Locate the line containing "near building in the photo above.", then please write out that line and all the lines below it in the entries exactly.

(Material to process):
::::::
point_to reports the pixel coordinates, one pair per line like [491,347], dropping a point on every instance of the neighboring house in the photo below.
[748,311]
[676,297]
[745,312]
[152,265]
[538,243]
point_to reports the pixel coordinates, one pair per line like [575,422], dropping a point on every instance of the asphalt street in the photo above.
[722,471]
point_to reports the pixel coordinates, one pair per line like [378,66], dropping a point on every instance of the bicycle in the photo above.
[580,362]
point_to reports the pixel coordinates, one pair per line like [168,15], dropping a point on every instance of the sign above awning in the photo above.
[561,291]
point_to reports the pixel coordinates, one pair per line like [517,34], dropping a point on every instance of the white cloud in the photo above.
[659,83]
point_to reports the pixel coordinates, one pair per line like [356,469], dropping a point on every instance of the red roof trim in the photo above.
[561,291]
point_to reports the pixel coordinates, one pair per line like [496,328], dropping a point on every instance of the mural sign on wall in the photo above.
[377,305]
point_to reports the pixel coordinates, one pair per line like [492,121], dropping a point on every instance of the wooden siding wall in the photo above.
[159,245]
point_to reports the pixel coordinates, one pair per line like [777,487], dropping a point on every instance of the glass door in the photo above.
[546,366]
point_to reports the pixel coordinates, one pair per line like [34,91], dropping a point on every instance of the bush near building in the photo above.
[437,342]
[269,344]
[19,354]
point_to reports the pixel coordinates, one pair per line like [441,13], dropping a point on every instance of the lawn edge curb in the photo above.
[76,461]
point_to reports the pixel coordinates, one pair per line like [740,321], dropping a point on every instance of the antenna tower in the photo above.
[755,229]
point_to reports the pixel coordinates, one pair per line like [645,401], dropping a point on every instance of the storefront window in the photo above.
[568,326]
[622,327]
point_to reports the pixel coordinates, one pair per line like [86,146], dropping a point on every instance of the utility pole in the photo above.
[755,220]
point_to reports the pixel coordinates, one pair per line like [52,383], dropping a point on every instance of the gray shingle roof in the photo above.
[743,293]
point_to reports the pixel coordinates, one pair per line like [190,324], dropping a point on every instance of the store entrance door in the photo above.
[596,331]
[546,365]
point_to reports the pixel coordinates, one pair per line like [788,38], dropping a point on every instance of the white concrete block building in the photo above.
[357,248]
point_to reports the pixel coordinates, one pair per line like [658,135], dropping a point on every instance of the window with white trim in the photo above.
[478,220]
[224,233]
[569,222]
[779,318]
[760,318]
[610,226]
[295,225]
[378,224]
::::::
(Correct result):
point_to reports the pixel coordinates, one pair per line like [34,91], dropping a point on every instance of the bush near building in the photo above.
[437,342]
[269,344]
[19,354]
point_to reports the pixel coordinates, one pair per line like [441,13], dropping a point on every instance of the lawn edge curb in the photo above.
[76,461]
point_to reports the pixel coordinates, one pair per line like [740,321], dropping a point on every instance of the antenna tower in the photo above.
[755,229]
point_to reports the pixel coordinates, one pair per line like [645,401], dropping a point on every instance of the storefront window in the photo above.
[568,326]
[622,327]
point_to reports the pixel coordinates, one pair per line like [86,146], dropping a point on every instance of the utility pole in the photo above.
[755,220]
point_to reports the pixel coordinates, one pair per line like [52,383], dropping a point on every instance of the gray shingle roof in the photo above.
[743,293]
point_to reports the pixel coordinates, one pair per line like [190,324], dropping a point on every instance of the store entrance door in the photo above.
[596,331]
[546,365]
point_to reports the pixel coordinates, one pair per line like [788,38], dropping a point on every instance of the white concrete block building in the photo above.
[357,248]
point_to reports the pixel coordinates, one pair per line like [658,135], dropping a point on every instance of the window with white trim in the photo above.
[478,220]
[224,233]
[569,222]
[779,318]
[760,318]
[610,226]
[295,225]
[378,224]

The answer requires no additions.